§ TASK BRIEF
Please reproduce all of the rows below verbatim, leaving out the pictures.
** start **
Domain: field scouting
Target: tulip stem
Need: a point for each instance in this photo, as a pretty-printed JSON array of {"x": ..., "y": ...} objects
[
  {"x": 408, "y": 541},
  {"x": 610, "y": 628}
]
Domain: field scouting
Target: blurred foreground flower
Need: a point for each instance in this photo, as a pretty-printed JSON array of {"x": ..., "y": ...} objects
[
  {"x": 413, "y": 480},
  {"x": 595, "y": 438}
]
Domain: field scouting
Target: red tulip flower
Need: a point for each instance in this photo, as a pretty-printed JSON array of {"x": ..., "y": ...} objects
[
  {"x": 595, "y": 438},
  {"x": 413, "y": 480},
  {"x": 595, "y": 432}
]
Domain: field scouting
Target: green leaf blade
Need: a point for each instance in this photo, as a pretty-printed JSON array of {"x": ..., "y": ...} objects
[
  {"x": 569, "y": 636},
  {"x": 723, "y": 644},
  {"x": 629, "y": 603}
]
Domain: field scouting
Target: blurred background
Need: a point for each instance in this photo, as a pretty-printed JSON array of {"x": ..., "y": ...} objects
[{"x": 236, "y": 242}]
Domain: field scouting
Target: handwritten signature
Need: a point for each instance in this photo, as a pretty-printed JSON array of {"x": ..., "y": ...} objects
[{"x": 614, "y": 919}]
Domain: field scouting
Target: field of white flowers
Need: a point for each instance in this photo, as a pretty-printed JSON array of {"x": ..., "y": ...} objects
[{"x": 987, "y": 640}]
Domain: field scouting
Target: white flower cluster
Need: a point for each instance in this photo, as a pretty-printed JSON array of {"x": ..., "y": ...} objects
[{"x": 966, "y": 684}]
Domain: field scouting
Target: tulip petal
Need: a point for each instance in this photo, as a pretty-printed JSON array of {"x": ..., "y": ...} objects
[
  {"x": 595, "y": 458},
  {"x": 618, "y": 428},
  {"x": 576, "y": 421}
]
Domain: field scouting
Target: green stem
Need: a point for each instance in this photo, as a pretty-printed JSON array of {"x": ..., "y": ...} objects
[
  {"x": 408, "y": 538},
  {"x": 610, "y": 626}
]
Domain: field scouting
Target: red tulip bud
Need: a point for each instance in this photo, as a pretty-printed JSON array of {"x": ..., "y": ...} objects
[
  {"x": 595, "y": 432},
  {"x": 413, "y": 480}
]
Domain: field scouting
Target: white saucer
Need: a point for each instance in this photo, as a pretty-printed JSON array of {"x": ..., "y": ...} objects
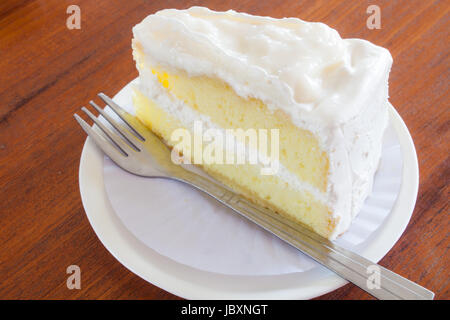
[{"x": 192, "y": 283}]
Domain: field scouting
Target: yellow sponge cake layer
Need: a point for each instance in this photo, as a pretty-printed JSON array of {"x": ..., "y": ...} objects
[
  {"x": 267, "y": 190},
  {"x": 299, "y": 149}
]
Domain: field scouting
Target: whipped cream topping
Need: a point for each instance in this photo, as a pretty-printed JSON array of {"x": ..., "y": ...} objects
[{"x": 337, "y": 88}]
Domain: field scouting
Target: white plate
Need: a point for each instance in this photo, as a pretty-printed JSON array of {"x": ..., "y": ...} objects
[{"x": 193, "y": 283}]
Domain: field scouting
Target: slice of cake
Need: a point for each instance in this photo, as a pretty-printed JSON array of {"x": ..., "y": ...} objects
[{"x": 326, "y": 96}]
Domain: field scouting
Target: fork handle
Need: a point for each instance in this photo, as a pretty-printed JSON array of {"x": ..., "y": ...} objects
[{"x": 370, "y": 277}]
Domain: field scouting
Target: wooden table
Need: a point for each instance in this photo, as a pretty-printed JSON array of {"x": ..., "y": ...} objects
[{"x": 47, "y": 72}]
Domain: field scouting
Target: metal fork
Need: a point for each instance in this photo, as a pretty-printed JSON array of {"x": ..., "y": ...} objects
[{"x": 136, "y": 149}]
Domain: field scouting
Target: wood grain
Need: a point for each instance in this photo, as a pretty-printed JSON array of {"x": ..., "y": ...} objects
[{"x": 48, "y": 72}]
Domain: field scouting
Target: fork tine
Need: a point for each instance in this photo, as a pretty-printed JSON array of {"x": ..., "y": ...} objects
[
  {"x": 115, "y": 139},
  {"x": 120, "y": 112},
  {"x": 131, "y": 139},
  {"x": 115, "y": 154}
]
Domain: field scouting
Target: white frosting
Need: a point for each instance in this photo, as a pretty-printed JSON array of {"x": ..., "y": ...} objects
[{"x": 337, "y": 88}]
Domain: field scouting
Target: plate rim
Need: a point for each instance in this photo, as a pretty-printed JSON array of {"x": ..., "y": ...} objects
[{"x": 190, "y": 283}]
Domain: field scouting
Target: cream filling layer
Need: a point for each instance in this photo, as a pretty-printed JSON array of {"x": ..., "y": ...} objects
[{"x": 152, "y": 89}]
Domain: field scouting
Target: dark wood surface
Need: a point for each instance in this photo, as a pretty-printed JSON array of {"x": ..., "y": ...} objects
[{"x": 48, "y": 72}]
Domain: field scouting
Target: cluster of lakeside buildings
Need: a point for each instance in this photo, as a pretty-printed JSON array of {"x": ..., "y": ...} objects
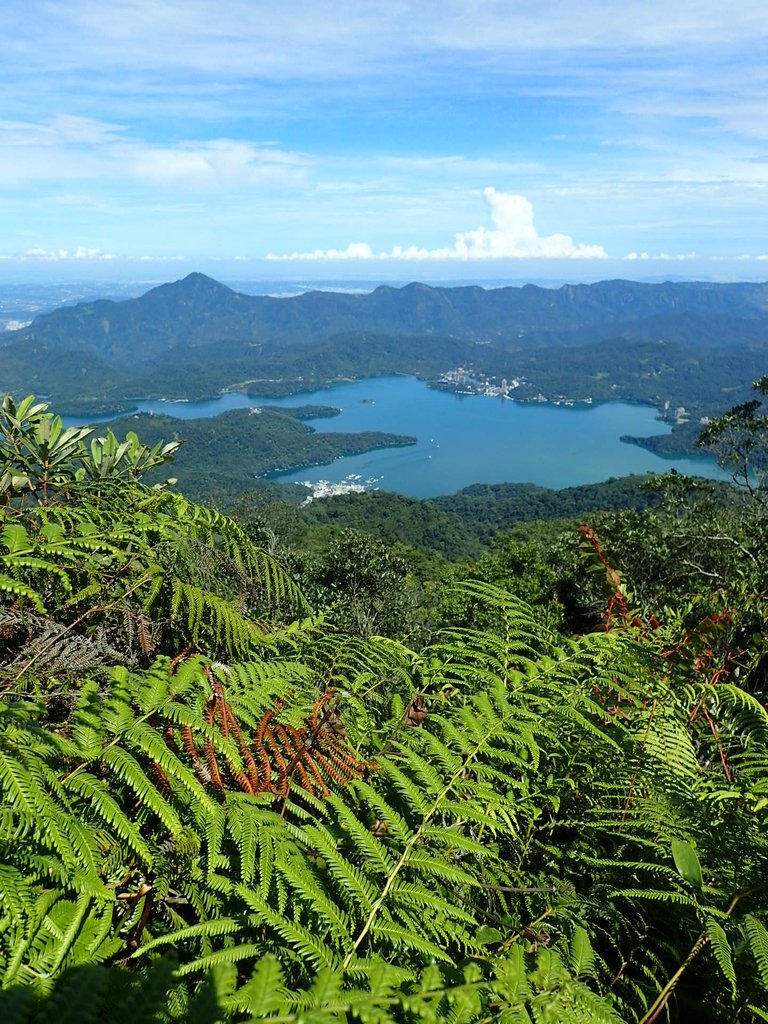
[
  {"x": 462, "y": 381},
  {"x": 327, "y": 488}
]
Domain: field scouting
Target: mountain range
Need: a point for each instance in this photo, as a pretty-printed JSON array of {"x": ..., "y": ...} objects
[{"x": 697, "y": 344}]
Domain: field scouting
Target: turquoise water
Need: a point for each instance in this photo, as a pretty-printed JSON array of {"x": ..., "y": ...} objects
[{"x": 467, "y": 439}]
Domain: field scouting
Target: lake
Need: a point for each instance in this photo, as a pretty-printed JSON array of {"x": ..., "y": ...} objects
[{"x": 466, "y": 439}]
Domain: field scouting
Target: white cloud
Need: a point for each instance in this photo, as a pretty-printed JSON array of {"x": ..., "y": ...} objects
[
  {"x": 67, "y": 148},
  {"x": 512, "y": 237},
  {"x": 662, "y": 256},
  {"x": 56, "y": 255}
]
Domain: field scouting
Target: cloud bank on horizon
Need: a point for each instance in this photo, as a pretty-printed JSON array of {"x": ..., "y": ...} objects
[
  {"x": 512, "y": 237},
  {"x": 138, "y": 132}
]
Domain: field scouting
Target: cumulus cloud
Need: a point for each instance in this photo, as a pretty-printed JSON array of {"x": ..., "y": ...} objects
[{"x": 513, "y": 236}]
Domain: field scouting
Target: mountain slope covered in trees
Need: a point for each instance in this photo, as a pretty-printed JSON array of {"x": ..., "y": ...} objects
[
  {"x": 233, "y": 793},
  {"x": 675, "y": 342}
]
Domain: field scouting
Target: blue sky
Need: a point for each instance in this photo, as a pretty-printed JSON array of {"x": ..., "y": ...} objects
[{"x": 140, "y": 139}]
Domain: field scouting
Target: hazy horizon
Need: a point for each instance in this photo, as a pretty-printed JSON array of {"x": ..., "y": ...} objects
[{"x": 411, "y": 141}]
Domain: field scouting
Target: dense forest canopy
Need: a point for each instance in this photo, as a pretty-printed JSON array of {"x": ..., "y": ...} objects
[{"x": 245, "y": 779}]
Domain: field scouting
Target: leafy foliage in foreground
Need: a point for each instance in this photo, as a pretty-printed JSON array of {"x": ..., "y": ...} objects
[{"x": 291, "y": 823}]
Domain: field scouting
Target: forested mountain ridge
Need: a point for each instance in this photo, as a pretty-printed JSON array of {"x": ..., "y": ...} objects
[
  {"x": 198, "y": 311},
  {"x": 237, "y": 788},
  {"x": 675, "y": 342}
]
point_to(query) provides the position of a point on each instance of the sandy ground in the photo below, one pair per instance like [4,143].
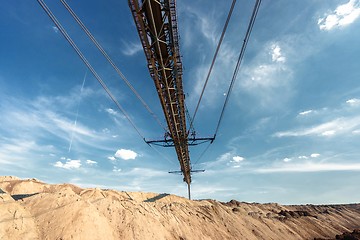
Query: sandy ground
** end **
§ RESULT
Domain: field scouting
Target: tulip stem
Need: a point for each instance in this photo, as a pretty-printed JSON array of {"x": ..., "y": ...} objects
[
  {"x": 408, "y": 541},
  {"x": 610, "y": 628}
]
Domain: field scouting
Target: blurred foreground flower
Need: a point for each instance in this photo, as a pretty-printed JSON array of {"x": ..., "y": ...} objects
[
  {"x": 413, "y": 480},
  {"x": 595, "y": 438}
]
Domain: field scouting
Target: red tulip flower
Need: a point for each instance in this photo, as a pretty-printed JSON array of {"x": ..., "y": ...} objects
[
  {"x": 595, "y": 438},
  {"x": 413, "y": 480},
  {"x": 595, "y": 432}
]
Domain: field scouting
Target: green leaf blade
Need: a point for each instance in this photo, as a pretty-printed JSON array of {"x": ..., "y": ...} objects
[
  {"x": 569, "y": 636},
  {"x": 723, "y": 644},
  {"x": 629, "y": 603}
]
Domain: field scouting
Target: blurred background
Need: a point for each instance in this photo, as a pretty-printed JSON array of {"x": ..., "y": ...} objects
[{"x": 236, "y": 242}]
Domain: field scouting
Target: handwritten signature
Need: a point for each instance in this photo, as a pretty-printed JSON array of {"x": ..., "y": ...} objects
[{"x": 614, "y": 919}]
Domain: field scouting
Target: field of white flowers
Need: a point for each instance in this photo, as a pretty-printed JSON array of {"x": ..., "y": ...} objects
[{"x": 987, "y": 640}]
Domain: field scouting
Target: white flower cluster
Need: a point for each instance in this photo, as a pretty-printed JSON array of {"x": ..., "y": ...} objects
[{"x": 966, "y": 684}]
Domain: field scouting
Target: tulip petal
Need: a point for each instance in this photo, as a pretty-printed JSON array of {"x": ..., "y": ...} objects
[
  {"x": 595, "y": 458},
  {"x": 618, "y": 428},
  {"x": 576, "y": 421}
]
Domain: field scouting
Target: green stem
Need: a point for each instance in this photo, as a pretty-printed JSON array of {"x": ..., "y": ...} objects
[
  {"x": 408, "y": 538},
  {"x": 610, "y": 626}
]
Domain: field scouting
Target: red tulip bud
Need: a point for each instance in this photo, as a pretty-printed JSON array of {"x": ..., "y": ...} objects
[
  {"x": 595, "y": 432},
  {"x": 413, "y": 480}
]
Domain: field scouting
Target: white saucer
Need: a point for each instance in this photo, as a pretty-printed JSON array of {"x": ..., "y": ...} objects
[{"x": 192, "y": 283}]
Domain: field scouting
Target: yellow sponge cake layer
Need: a point for each instance in this photo, as a pretty-printed JSON array of {"x": ..., "y": ...} objects
[
  {"x": 267, "y": 190},
  {"x": 299, "y": 149}
]
Domain: field scouting
Target: whipped cream topping
Need: a point for each instance in this photo, as a pretty-printed JSON array of {"x": ..., "y": ...} objects
[{"x": 337, "y": 88}]
Domain: field scouting
Target: white plate
Need: a point for each instance in this photo, as a pretty-printed JSON array of {"x": ..., "y": ...} objects
[{"x": 193, "y": 283}]
Domain: field scouting
Target: slice of cake
Need: a point for each instance in this photo, as a pretty-printed JSON array of {"x": ..., "y": ...} objects
[{"x": 326, "y": 96}]
Domain: field scouting
Target: fork handle
Need: a point for each instance in this photo, as a pretty-printed JSON array of {"x": ..., "y": ...} objects
[{"x": 370, "y": 277}]
Domain: field scouting
Target: wooden table
Need: a point for each instance in this photo, as a pretty-printed JSON array of {"x": ..., "y": ...} objects
[{"x": 47, "y": 72}]
Domain: field scouting
Target: metal fork
Need: a point for each instance in this photo, as a pretty-printed JSON array of {"x": ..., "y": ...} objects
[{"x": 136, "y": 149}]
Domain: field scouting
Target: wood grain
Need: a point for each instance in this photo, as a pretty-printed JSON array of {"x": ..., "y": ...} objects
[{"x": 48, "y": 72}]
Domain: field scouting
Target: fork tine
Need: a point for each instance in this photo, as a pretty-printed JSON array of {"x": ..., "y": ...} objects
[
  {"x": 115, "y": 139},
  {"x": 120, "y": 112},
  {"x": 131, "y": 139},
  {"x": 115, "y": 154}
]
Domain: field scouting
Target: white frosting
Need: a point for each instance in this photo, as a pretty-printed JSON array of {"x": ..., "y": ...} objects
[{"x": 337, "y": 88}]
Domain: field scouting
Target: plate rim
Need: a point for each instance in this photo, as a pretty-printed JSON array of {"x": ..., "y": ...} objects
[{"x": 190, "y": 283}]
Domain: field scouting
Target: cream filling layer
Need: a point for each instance in this photo, as a pretty-printed JSON array of {"x": ..., "y": ...} objects
[{"x": 152, "y": 89}]
Domain: field scouting
Target: dark wood surface
Need: a point for each instance in this photo, as a pretty-printed JSON array of {"x": ..., "y": ...} objects
[{"x": 48, "y": 72}]
Domain: field scouting
Target: cluster of lakeside buildings
Need: a point for each instance in this photo, as a pretty-printed JSON array of {"x": ..., "y": ...} objects
[
  {"x": 462, "y": 381},
  {"x": 327, "y": 488}
]
Domain: field scouting
Target: mountain range
Need: a point for each instance in this photo, as a pretty-printed JSON array of {"x": ..., "y": ...} objects
[{"x": 697, "y": 344}]
Domain: field scouting
Target: turquoise water
Need: a point for each instance in this photo, as a pretty-printed JSON array of {"x": ..., "y": ...} objects
[{"x": 467, "y": 439}]
Domain: field scouting
Target: lake
Need: a point for each instance in this photo, as a pretty-printed JSON array of {"x": ..., "y": ...} objects
[{"x": 466, "y": 439}]
Domain: field scouting
Target: white cloud
Need: a point for each instance in this photo, as a pretty-printed JSON array of {"x": ..., "y": ...} objects
[
  {"x": 67, "y": 148},
  {"x": 512, "y": 237},
  {"x": 662, "y": 256},
  {"x": 56, "y": 255}
]
Domain: field scouting
Target: cloud bank on horizon
Need: a point for each instance in this photo, as a pretty-printed JSON array of {"x": ..., "y": ...} objects
[
  {"x": 512, "y": 237},
  {"x": 138, "y": 132}
]
Domain: field scouting
Target: cumulus cloud
Need: a point for each instance in this photo, as a pretty-printed JSON array of {"x": ..., "y": ...} objects
[{"x": 513, "y": 236}]
Domain: field scouting
Target: mountain slope covered in trees
Need: a point for each instance in this photo, as a pretty-printed JSON array of {"x": ..., "y": ...} objects
[
  {"x": 233, "y": 793},
  {"x": 675, "y": 342}
]
Domain: field scouting
Target: blue sky
Need: a point for each instance in this photo, as a pretty-printed JSON array of {"x": ..., "y": ...} objects
[{"x": 140, "y": 139}]
Domain: field scouting
Target: hazy horizon
Need: a point for each instance in this photo, as a pretty-printed JSON array of {"x": ..., "y": ...} objects
[{"x": 411, "y": 141}]
Domain: field scouting
Target: dense forest canopy
Need: a point for each instance in this photo, as a pretty-printed JSON array of {"x": ..., "y": ...} objects
[{"x": 245, "y": 779}]
Domain: field scouting
Target: leafy foliage in foreground
Need: a point for each instance in this photo, as a pretty-printed JSON array of {"x": ..., "y": ...} objects
[{"x": 291, "y": 823}]
Domain: field scouting
Target: forested mountain ridge
Need: a point for each instance in this photo, as a pretty-printed JSON array of {"x": ..., "y": ...} objects
[
  {"x": 198, "y": 311},
  {"x": 237, "y": 788},
  {"x": 675, "y": 342}
]
point_to(query) provides the position of a point on each instance of the sandy ground in the photo below, one pair per instance like [4,143].
Query: sandy ground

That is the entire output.